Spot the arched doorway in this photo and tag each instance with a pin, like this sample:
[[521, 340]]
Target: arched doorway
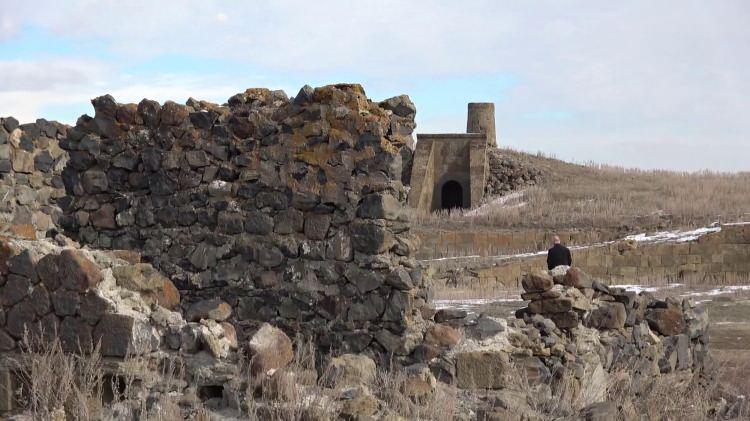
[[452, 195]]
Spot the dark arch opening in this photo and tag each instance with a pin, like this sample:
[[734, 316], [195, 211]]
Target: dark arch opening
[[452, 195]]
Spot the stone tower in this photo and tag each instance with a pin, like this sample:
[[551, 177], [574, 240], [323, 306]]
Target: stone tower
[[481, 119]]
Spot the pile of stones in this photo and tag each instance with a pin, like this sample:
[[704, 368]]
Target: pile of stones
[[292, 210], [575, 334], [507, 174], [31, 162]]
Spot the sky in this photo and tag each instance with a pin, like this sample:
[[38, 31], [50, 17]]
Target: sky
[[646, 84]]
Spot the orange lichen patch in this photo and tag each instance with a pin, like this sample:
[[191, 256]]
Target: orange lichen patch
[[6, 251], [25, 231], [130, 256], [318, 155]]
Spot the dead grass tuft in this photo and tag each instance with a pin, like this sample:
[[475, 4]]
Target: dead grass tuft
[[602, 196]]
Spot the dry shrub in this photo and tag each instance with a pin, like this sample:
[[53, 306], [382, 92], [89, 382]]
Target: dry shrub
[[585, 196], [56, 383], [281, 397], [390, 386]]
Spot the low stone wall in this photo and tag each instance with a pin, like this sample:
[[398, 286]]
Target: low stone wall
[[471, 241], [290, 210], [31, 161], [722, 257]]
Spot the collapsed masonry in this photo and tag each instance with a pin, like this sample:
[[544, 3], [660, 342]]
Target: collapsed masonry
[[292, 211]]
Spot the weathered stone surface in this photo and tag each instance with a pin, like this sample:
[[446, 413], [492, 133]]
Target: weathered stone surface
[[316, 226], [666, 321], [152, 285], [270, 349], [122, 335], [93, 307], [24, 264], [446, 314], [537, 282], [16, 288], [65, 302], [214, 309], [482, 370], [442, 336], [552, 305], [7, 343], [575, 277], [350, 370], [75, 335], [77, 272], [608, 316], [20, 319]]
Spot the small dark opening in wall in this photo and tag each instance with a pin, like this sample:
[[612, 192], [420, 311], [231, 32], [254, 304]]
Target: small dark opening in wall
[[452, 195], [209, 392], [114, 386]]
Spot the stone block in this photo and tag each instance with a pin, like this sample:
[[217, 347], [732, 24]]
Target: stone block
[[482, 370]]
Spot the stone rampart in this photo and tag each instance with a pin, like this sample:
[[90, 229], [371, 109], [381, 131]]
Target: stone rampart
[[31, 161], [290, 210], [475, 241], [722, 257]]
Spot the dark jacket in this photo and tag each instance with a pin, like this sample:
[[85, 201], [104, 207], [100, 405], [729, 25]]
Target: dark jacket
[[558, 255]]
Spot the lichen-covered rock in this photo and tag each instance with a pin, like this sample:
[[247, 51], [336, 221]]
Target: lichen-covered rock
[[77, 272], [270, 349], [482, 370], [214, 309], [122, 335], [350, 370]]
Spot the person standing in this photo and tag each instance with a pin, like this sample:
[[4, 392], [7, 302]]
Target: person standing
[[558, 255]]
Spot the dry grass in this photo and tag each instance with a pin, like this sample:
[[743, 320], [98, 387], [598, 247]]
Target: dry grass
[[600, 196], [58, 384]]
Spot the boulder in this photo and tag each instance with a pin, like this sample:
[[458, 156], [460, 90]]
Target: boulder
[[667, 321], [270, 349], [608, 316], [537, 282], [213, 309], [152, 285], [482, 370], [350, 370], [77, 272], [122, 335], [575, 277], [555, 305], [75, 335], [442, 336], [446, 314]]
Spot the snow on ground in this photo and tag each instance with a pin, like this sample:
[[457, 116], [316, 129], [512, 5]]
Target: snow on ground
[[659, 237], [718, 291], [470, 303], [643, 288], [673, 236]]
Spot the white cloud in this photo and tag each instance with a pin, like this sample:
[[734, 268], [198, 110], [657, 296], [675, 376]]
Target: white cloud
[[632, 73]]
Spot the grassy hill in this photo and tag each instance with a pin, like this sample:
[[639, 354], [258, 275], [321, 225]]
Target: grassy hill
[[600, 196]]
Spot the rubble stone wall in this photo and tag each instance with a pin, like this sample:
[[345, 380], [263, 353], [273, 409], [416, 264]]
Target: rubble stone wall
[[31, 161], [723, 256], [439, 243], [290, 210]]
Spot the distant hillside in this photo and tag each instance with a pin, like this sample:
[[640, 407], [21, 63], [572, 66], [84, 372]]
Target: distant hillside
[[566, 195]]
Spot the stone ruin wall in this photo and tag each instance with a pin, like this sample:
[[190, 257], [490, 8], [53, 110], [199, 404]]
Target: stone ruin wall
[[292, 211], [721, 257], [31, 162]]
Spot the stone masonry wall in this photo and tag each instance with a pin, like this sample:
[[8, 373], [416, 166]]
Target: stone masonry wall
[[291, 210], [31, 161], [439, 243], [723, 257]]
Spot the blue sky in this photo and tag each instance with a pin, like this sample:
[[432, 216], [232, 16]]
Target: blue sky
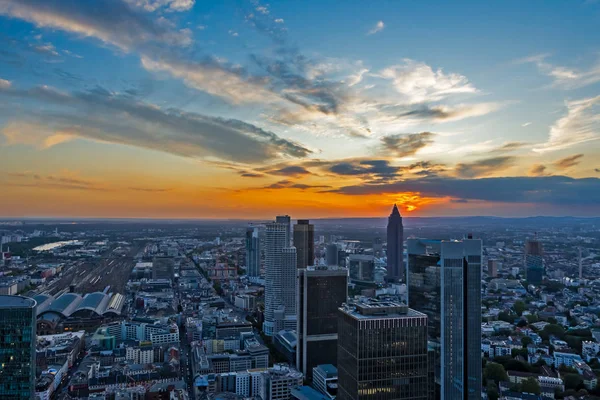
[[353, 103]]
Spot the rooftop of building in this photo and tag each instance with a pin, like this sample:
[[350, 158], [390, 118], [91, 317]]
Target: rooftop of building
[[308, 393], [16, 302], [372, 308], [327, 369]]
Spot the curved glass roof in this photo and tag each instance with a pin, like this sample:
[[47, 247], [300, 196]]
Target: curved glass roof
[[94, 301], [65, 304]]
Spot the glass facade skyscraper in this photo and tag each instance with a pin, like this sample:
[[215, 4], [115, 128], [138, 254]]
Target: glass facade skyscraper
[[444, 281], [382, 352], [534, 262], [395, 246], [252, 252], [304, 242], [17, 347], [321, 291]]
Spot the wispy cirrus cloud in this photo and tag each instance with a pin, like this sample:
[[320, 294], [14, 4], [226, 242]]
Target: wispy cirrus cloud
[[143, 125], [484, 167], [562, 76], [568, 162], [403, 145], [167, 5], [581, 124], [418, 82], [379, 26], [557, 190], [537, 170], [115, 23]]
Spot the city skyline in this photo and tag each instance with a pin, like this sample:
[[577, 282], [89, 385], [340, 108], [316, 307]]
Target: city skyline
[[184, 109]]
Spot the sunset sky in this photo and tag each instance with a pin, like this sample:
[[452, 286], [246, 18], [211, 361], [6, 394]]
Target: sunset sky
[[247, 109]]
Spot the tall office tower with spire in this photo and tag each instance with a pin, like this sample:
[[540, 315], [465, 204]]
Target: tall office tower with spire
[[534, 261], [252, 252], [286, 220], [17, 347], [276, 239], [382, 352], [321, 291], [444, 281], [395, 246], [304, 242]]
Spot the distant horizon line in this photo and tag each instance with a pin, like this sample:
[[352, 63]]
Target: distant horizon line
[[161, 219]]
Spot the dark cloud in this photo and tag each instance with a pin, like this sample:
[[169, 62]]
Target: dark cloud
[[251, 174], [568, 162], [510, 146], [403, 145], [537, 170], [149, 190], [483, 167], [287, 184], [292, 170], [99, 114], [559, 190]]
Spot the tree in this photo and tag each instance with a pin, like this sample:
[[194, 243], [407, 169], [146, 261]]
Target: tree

• Exercise:
The data above needs to be retyped exactly, with the images left out.

• Correct output:
Spot the arched doorway in this photo and tag each instance with a pin, like this sample:
[[521, 340]]
Target: arched doorway
[[452, 195]]
Spot the dark arch opening in this photo and tag each instance with a pin, like this sample:
[[734, 316], [195, 211]]
Target: dark arch opening
[[452, 195]]
Spot the stone tower in this photo and tag each instance with a pin, like this sample:
[[551, 177], [574, 240], [323, 306]]
Target: stone tower
[[481, 119]]
Spot the pile of stones in this photo and tag each instance with a pin, like this sample:
[[704, 368]]
Target: pile of stones
[[292, 210], [575, 334], [507, 174], [31, 162]]
Spot the sky in this photo and tag each instance with a pin, like this sample:
[[38, 31], [50, 17]]
Target: sky
[[646, 84]]
Spot the orange lichen patch in this photo and tag each instance with a pin, like this sample:
[[191, 256]]
Target: orange lichen patch
[[6, 251], [25, 231], [130, 256], [318, 155]]
Spot the dead grass tuft in this photo and tag each instance with a pin, like this sample:
[[475, 4]]
Target: dead grass tuft
[[602, 196]]
Spot the dry shrub in this photo and tag each instance with a pin, like this sample:
[[53, 306], [382, 92], [89, 382]]
Target: dry shrub
[[585, 196], [56, 383], [281, 397], [390, 386]]
Spot the low stone wall in this photo and tag each instance with a pin, like this sample:
[[398, 286]]
Target: low stone wall
[[471, 241], [290, 210], [31, 161], [722, 257]]
Spot the collapsed masonry in this photo and tag each instance with a pin, like this sample:
[[544, 3], [660, 342]]
Target: collapsed masonry
[[292, 211]]
Spot the weathered stone surface in this photo and tag each instance with a pin, like this sample:
[[446, 413], [492, 133]]
Target: weathered stone surface
[[316, 226], [666, 321], [152, 285], [270, 349], [122, 335], [93, 307], [24, 264], [446, 314], [537, 282], [16, 288], [65, 302], [214, 309], [482, 370], [442, 336], [552, 305], [7, 343], [575, 277], [350, 370], [75, 335], [77, 272], [608, 316], [20, 319]]
Spot the small dark opening in wall in this photo and tag each instance with a pin, like this sample:
[[612, 192], [420, 311], [231, 32], [254, 304]]
Target: small dark opening in wall
[[452, 195], [209, 392], [114, 386]]
Spot the stone block in this photo and tag each instance with a pin, like this sample:
[[217, 347], [732, 24]]
Target: stone block
[[482, 370]]
Spot the stone rampart in this photo and tag each instance with a pin, like this sample:
[[90, 229], [371, 109], [381, 131]]
Target: stone rampart
[[31, 161], [290, 210], [475, 241], [722, 257]]
Spot the dark jacket in this photo and tag each instance with a pin, like this sample:
[[85, 201], [104, 207], [100, 405], [729, 25]]
Target: dark jacket
[[558, 255]]
Spot the lichen-covered rock in this photo and tag each instance with a pin, like this sample:
[[247, 51], [336, 221]]
Target: lichen-covered rock
[[77, 272], [270, 349], [482, 370], [214, 309], [122, 335], [350, 370]]
Spot the person standing in this photo and tag each instance with a pin, like this sample:
[[4, 392], [7, 302]]
Target: person standing
[[558, 255]]
Spot the dry grass in this photo and tag each instance with a pin, like this sample:
[[743, 320], [98, 387], [598, 247]]
Target: dry grass
[[600, 196], [58, 384]]
Spot the boulder in this photo and tag each instance with a pin, like this sample:
[[458, 156], [460, 90]]
Target: boulder
[[667, 321], [270, 349], [608, 316], [537, 282], [213, 309], [152, 285], [482, 370], [350, 370], [77, 272], [122, 335], [575, 277], [555, 305], [75, 335], [442, 336], [446, 314]]
Spot the snow on ground in this photo and tag each instance with a pin, like this sample:
[[457, 116], [316, 129], [512, 5]]
Target: snow on ground
[[659, 237], [718, 291], [470, 303], [643, 288], [673, 236]]
Spot the white cloud in this photo and tag each instance with a pin, like this sample:
[[734, 268], [198, 110], [657, 296], [675, 376]]
Target: white cloud
[[632, 73]]
Spot the grassy hill in this photo and tag each instance with a pin, like this sample:
[[639, 354], [258, 275], [321, 225]]
Target: grassy hill
[[600, 196]]
Spot the rubble stone wall in this photo and tag each instance with a pin, like this sample:
[[345, 380], [263, 353], [273, 409], [416, 264]]
Target: rubble stone wall
[[31, 161], [723, 256], [439, 243], [290, 210]]
Spot the distant hillside in this photo and tag each instance with a pin, like this sample:
[[640, 407], [21, 63], [572, 66], [84, 372]]
Target: distant hillside
[[566, 195]]
Spot the stone ruin wall in this photo and tag each instance with a pin, like this sample:
[[190, 257], [490, 8], [53, 110], [199, 404]]
Target: stone ruin wall
[[292, 211], [721, 257], [31, 162]]
Spot the stone masonry wall in this photo and tag each instance with a pin, like this sample:
[[8, 373], [416, 166]]
Target: stone masonry wall
[[291, 210], [31, 161], [439, 243], [723, 257]]
Spot the blue sky in this photo and tag each instance with a pin, like this sample:
[[432, 216], [232, 16]]
Target: blue sky
[[353, 103]]
Spot the rooftop of building in this photo and tag each instance with a pin, like this sample:
[[350, 158], [390, 118], [91, 317]]
Target: rooftop of building
[[308, 393], [16, 302], [372, 308], [327, 369]]
Spot the curved glass roof in this photo and tag each instance with a pin, like this sample:
[[47, 247], [300, 196]]
Target: curved glass roof
[[94, 301], [65, 304]]
Spot the glass facade skyscraper in this photo and tag each instance with a pin, like this sample:
[[215, 4], [115, 128], [138, 254]]
Target: glass facade skyscraper
[[444, 281], [382, 352], [534, 262], [395, 246], [252, 252], [304, 242], [17, 347], [321, 291]]
Spot the wispy cirrus cloud in this photo and tag each instance with a pin, like this sample:
[[320, 294], [14, 4], [226, 242]]
Target: wispy cirrus cloud
[[143, 125], [484, 167], [562, 76], [568, 162], [403, 145], [167, 5], [581, 124], [418, 82], [379, 26], [557, 190], [537, 170], [115, 23]]
Spot the city skyline in this photo and tag each instance with a pin, like this sample:
[[577, 282], [89, 385], [340, 108], [316, 307]]
Target: city skyline
[[184, 109]]
Spot the sunset sky in this photo and tag each instance with a pin, like this sample:
[[452, 286], [246, 18], [211, 361], [6, 394]]
Target: sunset sky
[[247, 109]]
Spot the tall office tower with spire in this photo and tag each instance with a pin, like this sample:
[[540, 315], [465, 204]]
Target: tall office tower with spire
[[534, 261], [252, 252], [286, 220], [17, 347], [276, 239], [382, 352], [321, 291], [444, 281], [395, 246], [304, 242]]
Spot the distant horizon line in this photo and tag each instance with a pin, like this sample:
[[352, 63]]
Target: distant horizon line
[[161, 219]]
Spot the dark cloud in this photo and tag each instance with a pin, like this sample:
[[169, 62]]
Target: dark cloud
[[251, 174], [568, 162], [510, 146], [403, 145], [537, 170], [149, 190], [483, 167], [287, 184], [292, 170], [99, 114], [559, 190]]
Spot the tree in this photo and tag each instance with a pin, like this sample:
[[194, 243], [407, 169], [146, 261]]
Target: tree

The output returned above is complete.